UK Prime Minister Boris Johnson has pledged investment to tackle inequality in parts of Britain, setting out his vision for a “levelling up” strategy which, in a nod to his party, he said would not damage more affluent areas.
Johnson, who won a large majority in a 2019 by targeting traditional opposition Labour-supporting voters in northern and central England, wants to return to one of the main pledges he made at the election to help “left-behind” areas of Britain.
In a speech which touched on crime, education, transport, housing and green technology, Johnson raised the prospect of devolving more power to smaller regions of Britain to speed up an agenda slowed by the coronavirus (Covid-19) pandemic.
However, critics said there were few specifics on how he will “level up” areas which have for decades felt ignored by successive governments, which have often targeted spending in southern England, beyond a broad theme of more investment.
“There is no intrinsic reason why one part of this country should be fated to decline or indeed fated to succeed,” Johnson said in a speech at the UK Battery Industrialisation Centre in the English city of Coventry.

◆ **Stored data**:
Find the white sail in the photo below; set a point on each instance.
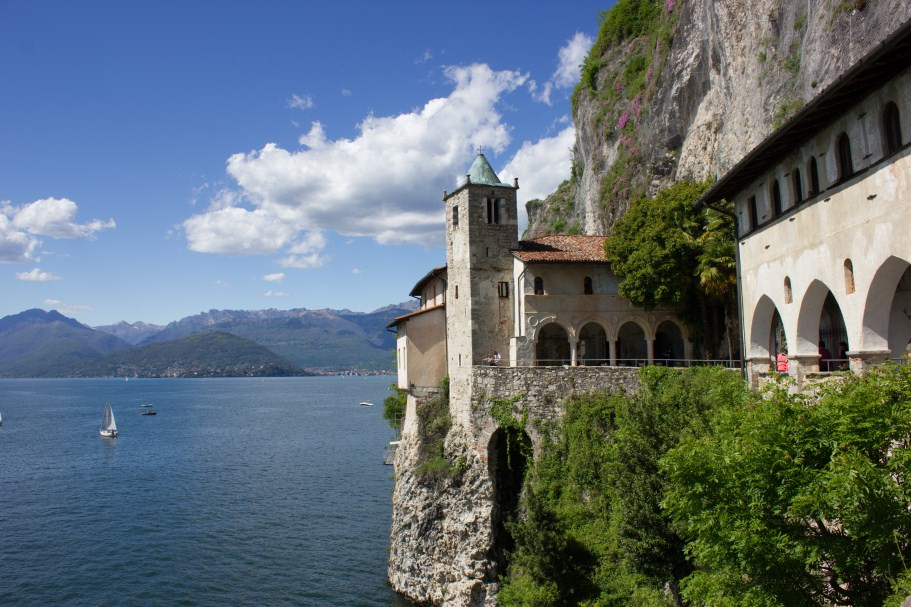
--
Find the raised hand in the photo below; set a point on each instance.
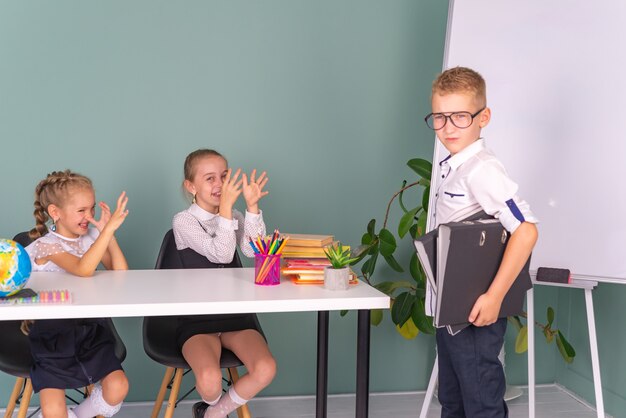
---
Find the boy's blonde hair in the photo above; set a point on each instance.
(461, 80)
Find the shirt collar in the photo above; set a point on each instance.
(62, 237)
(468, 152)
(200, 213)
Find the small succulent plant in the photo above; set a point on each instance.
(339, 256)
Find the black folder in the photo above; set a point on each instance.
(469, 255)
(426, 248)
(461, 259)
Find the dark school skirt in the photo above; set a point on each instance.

◆ **Things to do**:
(a) Answer these questions from the article on Johnson's levelling-up speech:
(i) Where did Johnson deliver the speech?
(ii) Which voters did Johnson target to win his 2019 majority?
(iii) What slowed the levelling-up agenda?
(b) According to the article on Johnson's levelling-up speech, why did Johnson raise the prospect of devolving more power to smaller regions of Britain?

◆ **Activity answers**:
(a)
(i) At the UK Battery Industrialisation Centre in the English city of Coventry.
(ii) Traditional opposition Labour-supporting voters in northern and central England.
(iii) The coronavirus (Covid-19) pandemic.

(b) He raised it as a way to speed up his levelling-up agenda, which the coronavirus (Covid-19) pandemic had slowed.